Give back the whole listing verbatim, printing none of its pictures.

■ RECORDS PROVIDED ■
:::

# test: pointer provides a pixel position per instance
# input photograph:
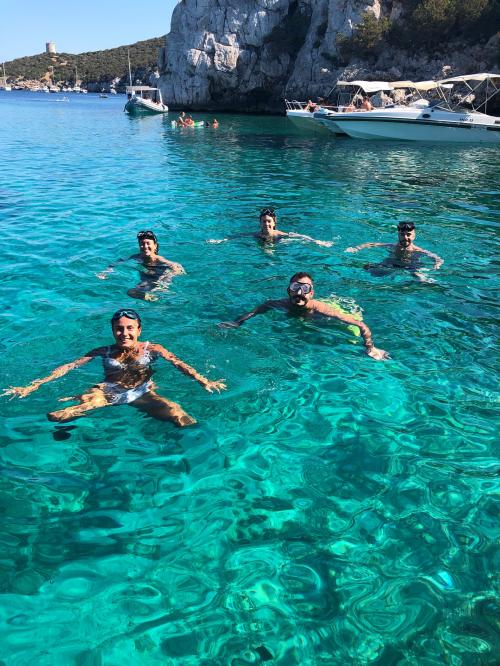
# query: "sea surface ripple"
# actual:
(327, 509)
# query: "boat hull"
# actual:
(138, 106)
(423, 125)
(328, 122)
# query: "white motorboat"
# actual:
(143, 99)
(439, 120)
(302, 113)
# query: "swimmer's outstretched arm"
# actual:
(292, 234)
(371, 350)
(23, 391)
(186, 369)
(260, 309)
(356, 248)
(176, 268)
(232, 237)
(109, 269)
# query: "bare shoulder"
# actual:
(277, 303)
(98, 351)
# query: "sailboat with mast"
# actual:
(5, 85)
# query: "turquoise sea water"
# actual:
(327, 509)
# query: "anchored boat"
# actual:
(437, 120)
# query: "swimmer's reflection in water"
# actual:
(128, 374)
(158, 272)
(403, 255)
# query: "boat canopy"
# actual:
(367, 86)
(417, 85)
(140, 89)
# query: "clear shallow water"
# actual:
(326, 509)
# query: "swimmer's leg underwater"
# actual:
(93, 399)
(162, 409)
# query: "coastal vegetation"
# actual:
(100, 68)
(429, 24)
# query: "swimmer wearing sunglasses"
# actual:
(158, 271)
(128, 372)
(269, 233)
(300, 302)
(403, 255)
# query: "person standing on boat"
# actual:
(127, 377)
(158, 271)
(300, 303)
(269, 233)
(404, 254)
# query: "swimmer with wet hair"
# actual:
(300, 302)
(269, 233)
(158, 273)
(403, 255)
(128, 374)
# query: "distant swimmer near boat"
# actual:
(127, 377)
(404, 255)
(300, 303)
(269, 232)
(158, 271)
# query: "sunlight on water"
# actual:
(327, 509)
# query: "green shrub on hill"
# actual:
(425, 23)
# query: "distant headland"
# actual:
(96, 71)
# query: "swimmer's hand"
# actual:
(422, 276)
(20, 391)
(218, 386)
(229, 324)
(378, 354)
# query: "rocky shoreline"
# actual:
(243, 56)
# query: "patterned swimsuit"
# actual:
(118, 394)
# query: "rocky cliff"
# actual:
(249, 55)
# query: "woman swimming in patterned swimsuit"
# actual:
(127, 376)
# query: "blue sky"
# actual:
(75, 27)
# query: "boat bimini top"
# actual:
(489, 83)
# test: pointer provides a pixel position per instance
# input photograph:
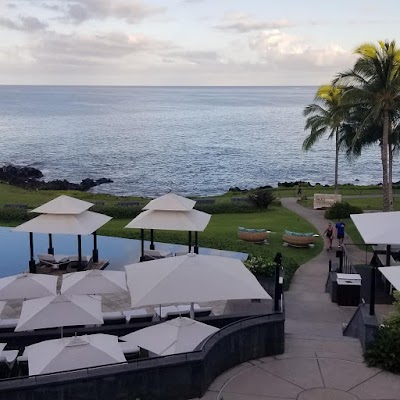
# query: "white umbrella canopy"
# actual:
(74, 353)
(191, 278)
(193, 220)
(178, 335)
(392, 274)
(170, 202)
(27, 286)
(70, 224)
(378, 228)
(59, 311)
(94, 282)
(63, 205)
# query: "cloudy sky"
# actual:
(187, 42)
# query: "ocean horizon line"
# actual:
(157, 86)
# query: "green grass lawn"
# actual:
(221, 233)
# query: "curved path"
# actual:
(318, 363)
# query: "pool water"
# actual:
(14, 249)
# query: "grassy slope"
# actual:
(222, 233)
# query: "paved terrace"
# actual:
(318, 363)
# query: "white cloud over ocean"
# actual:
(189, 42)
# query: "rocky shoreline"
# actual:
(31, 178)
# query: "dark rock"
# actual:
(30, 178)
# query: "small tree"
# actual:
(262, 198)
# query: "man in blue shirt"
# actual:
(340, 231)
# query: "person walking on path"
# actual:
(340, 225)
(299, 190)
(329, 236)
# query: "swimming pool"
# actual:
(14, 249)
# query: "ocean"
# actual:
(188, 140)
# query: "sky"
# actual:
(187, 42)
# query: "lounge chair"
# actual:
(114, 318)
(131, 352)
(198, 311)
(137, 315)
(181, 253)
(54, 261)
(156, 254)
(166, 310)
(8, 325)
(22, 362)
(4, 368)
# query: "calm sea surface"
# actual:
(190, 140)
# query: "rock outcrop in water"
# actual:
(30, 178)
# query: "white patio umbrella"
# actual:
(65, 222)
(392, 274)
(59, 311)
(27, 286)
(170, 202)
(191, 278)
(69, 224)
(172, 220)
(192, 220)
(94, 282)
(178, 335)
(379, 227)
(73, 353)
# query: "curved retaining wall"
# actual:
(181, 376)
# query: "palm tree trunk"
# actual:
(384, 156)
(336, 160)
(390, 183)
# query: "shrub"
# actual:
(260, 265)
(15, 214)
(262, 199)
(385, 351)
(342, 210)
(226, 208)
(118, 211)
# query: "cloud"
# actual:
(99, 49)
(131, 11)
(281, 49)
(26, 24)
(243, 23)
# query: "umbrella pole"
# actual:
(32, 264)
(79, 251)
(191, 310)
(196, 242)
(95, 254)
(142, 244)
(151, 239)
(50, 250)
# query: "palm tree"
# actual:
(325, 116)
(373, 85)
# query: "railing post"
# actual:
(278, 263)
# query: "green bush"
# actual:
(262, 198)
(260, 266)
(341, 211)
(226, 208)
(15, 214)
(118, 211)
(385, 351)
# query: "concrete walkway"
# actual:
(318, 363)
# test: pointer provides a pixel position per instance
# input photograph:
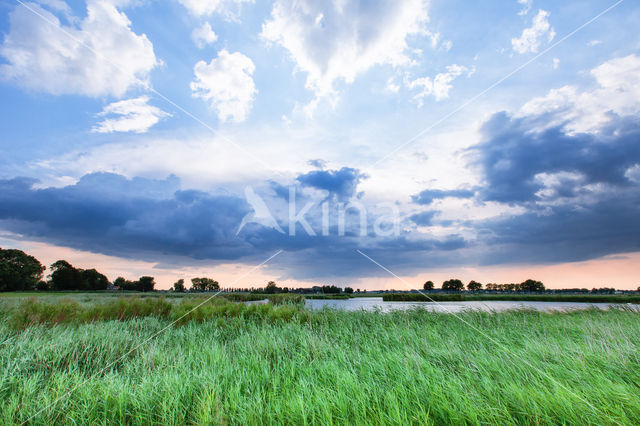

:::

■ EXPECTED ANSWER ■
# test: pointer provides a pixel position per instance
# input photograph:
# query: "sea surface ripple"
# actual:
(327, 509)
# query: "boat hull"
# actual:
(138, 106)
(423, 125)
(328, 122)
# query: "white motorboat"
# actual:
(143, 99)
(439, 120)
(302, 113)
# query: "swimmer's outstretched arm"
# actual:
(292, 234)
(371, 350)
(23, 391)
(186, 369)
(260, 309)
(356, 248)
(176, 268)
(232, 237)
(109, 269)
# query: "bare shoulder"
# actual:
(277, 303)
(98, 351)
# query: "sailboat with mast"
# actual:
(5, 85)
# query: "turquoise sea water"
# actual:
(327, 509)
# query: "anchored boat"
# actual:
(437, 120)
# query: "swimmer's reflection in water"
# actual:
(128, 374)
(158, 272)
(403, 255)
# query: "boat canopy"
# actual:
(367, 86)
(417, 85)
(140, 89)
# query: "clear shallow water"
# actual:
(326, 509)
# query: "swimmer's leg underwater"
# actual:
(93, 399)
(162, 409)
# query: "coastal vegetation"
# actual:
(100, 68)
(429, 24)
# query: "swimmer wearing sunglasses"
# actual:
(158, 271)
(128, 372)
(269, 233)
(300, 302)
(403, 255)
# query: "person standing on boat"
# actual:
(127, 377)
(158, 271)
(300, 303)
(269, 233)
(404, 254)
# query: "swimmer with wet hair"
# actual:
(300, 302)
(269, 233)
(158, 273)
(403, 255)
(128, 374)
# query: "distant swimmer near boat"
# actual:
(127, 377)
(404, 255)
(300, 303)
(269, 232)
(158, 271)
# query: "sunlight on water"
# actual:
(327, 509)
# query: "green shrub on hill"
# actual:
(425, 23)
# query: "distant headland"
# actual:
(96, 71)
# query: "swimmer's hand"
# actual:
(422, 276)
(20, 391)
(218, 386)
(229, 324)
(378, 354)
# query: "rocky shoreline"
# actual:
(243, 56)
# query: "patterned swimsuit"
# actual:
(118, 394)
# query: "rocky cliff"
# actual:
(249, 55)
# query: "woman swimming in patterned swimsuit"
# actual:
(127, 376)
# query: "blue sky"
# actual:
(75, 27)
# query: "boat bimini top"
# actual:
(489, 83)
# test: pointer provides a pixel position per instance
# input photograph:
# query: "white umbrella canopy"
# actual:
(74, 353)
(191, 278)
(193, 220)
(178, 335)
(392, 274)
(170, 202)
(27, 286)
(70, 224)
(378, 228)
(59, 311)
(94, 282)
(63, 205)
# query: "cloudy sky"
# actual:
(187, 42)
# query: "ocean horizon line"
# actual:
(157, 86)
# query: "green grass lawn"
# actual:
(221, 233)
# query: "curved path"
# actual:
(318, 363)
# query: "pool water"
# actual:
(14, 249)
# query: "grassy slope"
# actual:
(222, 233)
# query: "paved terrace"
# actual:
(318, 363)
# query: "white cloud over ocean"
# actual:
(189, 42)
# query: "rocky shoreline"
# actual:
(31, 178)
# query: "dark rock"
# actual:
(30, 178)
# query: "small tree"
# actual:
(262, 198)
# query: "man in blue shirt"
# actual:
(340, 231)
# query: "person walking on path"
# actual:
(340, 225)
(299, 190)
(329, 236)
# query: "swimming pool"
# actual:
(14, 249)
# query: "ocean"
# actual:
(188, 140)
# query: "sky"
# actual:
(187, 42)
# query: "lounge chair"
# actual:
(114, 318)
(131, 352)
(198, 311)
(137, 315)
(181, 253)
(54, 261)
(156, 254)
(166, 310)
(8, 325)
(22, 362)
(4, 368)
# query: "calm sea surface"
# actual:
(190, 140)
# query: "rock outcrop in water"
# actual:
(30, 178)
# query: "white patio umbrella"
# actual:
(65, 222)
(392, 274)
(59, 311)
(27, 286)
(170, 202)
(191, 278)
(69, 224)
(172, 220)
(192, 220)
(94, 282)
(178, 335)
(379, 227)
(73, 353)
# query: "curved retaining wall"
# actual:
(181, 376)
# query: "palm tree trunk"
# actual:
(384, 156)
(336, 160)
(390, 183)
# query: "shrub"
# actual:
(260, 265)
(15, 214)
(262, 199)
(385, 351)
(342, 210)
(226, 208)
(118, 211)
# query: "cloud"
# actual:
(99, 49)
(131, 11)
(281, 49)
(26, 24)
(243, 23)
# query: "umbrella pole"
# actual:
(32, 264)
(79, 251)
(191, 310)
(196, 242)
(95, 254)
(142, 244)
(151, 239)
(50, 250)
# query: "palm tree"
# actual:
(325, 116)
(373, 85)
# query: "railing post"
# actual:
(278, 263)
# query: "green bush"
# actual:
(262, 198)
(260, 266)
(341, 211)
(226, 208)
(15, 214)
(118, 211)
(385, 351)
# query: "concrete walkway"
# actual:
(318, 363)
# test: pointer provides a pixel position per instance
# input photograph:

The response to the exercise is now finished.